WHAT NEEDS TO BE DONE: Among the lines below, take the one holding "Wildlife-survey input: mark every instance of the fallen", the one holding "the green undergrowth", and all lines between them. Set them down exactly.

MATERIAL SHOWN:
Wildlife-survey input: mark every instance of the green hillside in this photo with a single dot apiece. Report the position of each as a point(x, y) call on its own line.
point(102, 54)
==
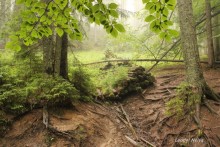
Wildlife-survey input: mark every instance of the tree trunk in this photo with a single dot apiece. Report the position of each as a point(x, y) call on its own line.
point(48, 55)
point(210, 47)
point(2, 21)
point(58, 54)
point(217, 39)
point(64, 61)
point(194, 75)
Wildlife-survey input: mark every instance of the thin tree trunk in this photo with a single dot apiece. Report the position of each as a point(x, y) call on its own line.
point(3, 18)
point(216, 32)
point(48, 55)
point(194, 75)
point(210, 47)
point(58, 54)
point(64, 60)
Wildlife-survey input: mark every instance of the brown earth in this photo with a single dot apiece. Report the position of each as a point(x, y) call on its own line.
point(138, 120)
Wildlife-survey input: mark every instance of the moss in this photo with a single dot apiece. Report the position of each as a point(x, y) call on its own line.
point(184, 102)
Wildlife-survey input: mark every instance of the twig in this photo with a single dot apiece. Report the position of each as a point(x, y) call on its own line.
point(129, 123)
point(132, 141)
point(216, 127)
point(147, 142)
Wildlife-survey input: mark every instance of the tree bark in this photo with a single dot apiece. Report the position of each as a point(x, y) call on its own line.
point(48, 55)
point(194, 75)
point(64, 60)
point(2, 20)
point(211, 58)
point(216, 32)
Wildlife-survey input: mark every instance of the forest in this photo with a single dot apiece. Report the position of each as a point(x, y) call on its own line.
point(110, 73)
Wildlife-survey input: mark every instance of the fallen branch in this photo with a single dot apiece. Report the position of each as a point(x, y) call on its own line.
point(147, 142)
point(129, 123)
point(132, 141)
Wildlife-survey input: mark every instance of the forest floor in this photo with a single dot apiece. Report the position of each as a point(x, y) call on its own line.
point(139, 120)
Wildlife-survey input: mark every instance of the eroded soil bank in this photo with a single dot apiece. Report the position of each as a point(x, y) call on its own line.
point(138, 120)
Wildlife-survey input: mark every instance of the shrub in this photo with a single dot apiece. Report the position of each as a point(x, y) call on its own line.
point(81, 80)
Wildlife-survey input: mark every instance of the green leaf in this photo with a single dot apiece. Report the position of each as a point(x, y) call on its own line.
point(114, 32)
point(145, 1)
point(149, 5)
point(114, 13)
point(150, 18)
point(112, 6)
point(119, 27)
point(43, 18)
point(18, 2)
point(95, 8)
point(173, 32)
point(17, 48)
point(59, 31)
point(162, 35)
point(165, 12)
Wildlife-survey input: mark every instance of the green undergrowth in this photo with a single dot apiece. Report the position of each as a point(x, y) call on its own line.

THE ANSWER:
Wildlife-survey input: mark every instance of the fallen branch in this photo with a single dot apiece. Report the position of each as a point(x, y) call on its own line.
point(147, 142)
point(129, 123)
point(132, 141)
Wildlife-survey input: mark every instance of the forest floor in this photo with a single dot apiece. Report the position of each as a point(x, y) call on its own line.
point(139, 120)
Wildlife-survey input: mark every instance of the eroded soil bank in this photo with a single dot apiece. Report the position of each as a point(x, y) call on its own line.
point(138, 120)
Wildlife-survey input: mark every instance of the shrub in this photo with a single dot apiece. Report the position of each as a point(x, y) call on its own line.
point(81, 80)
Wildlife-survey input: mark every instance of the green leaf in this photo with a single dot apiece. Report the position of each as a point(x, y) call on its own line.
point(114, 32)
point(145, 1)
point(149, 5)
point(114, 13)
point(150, 18)
point(112, 6)
point(119, 27)
point(43, 18)
point(18, 2)
point(95, 8)
point(173, 32)
point(17, 48)
point(59, 31)
point(162, 35)
point(165, 12)
Wildlife-survey input: mark every instance of the green undergrowth in this photo with a single dot apiece. Report the position of each as a point(x, y) call on its own line.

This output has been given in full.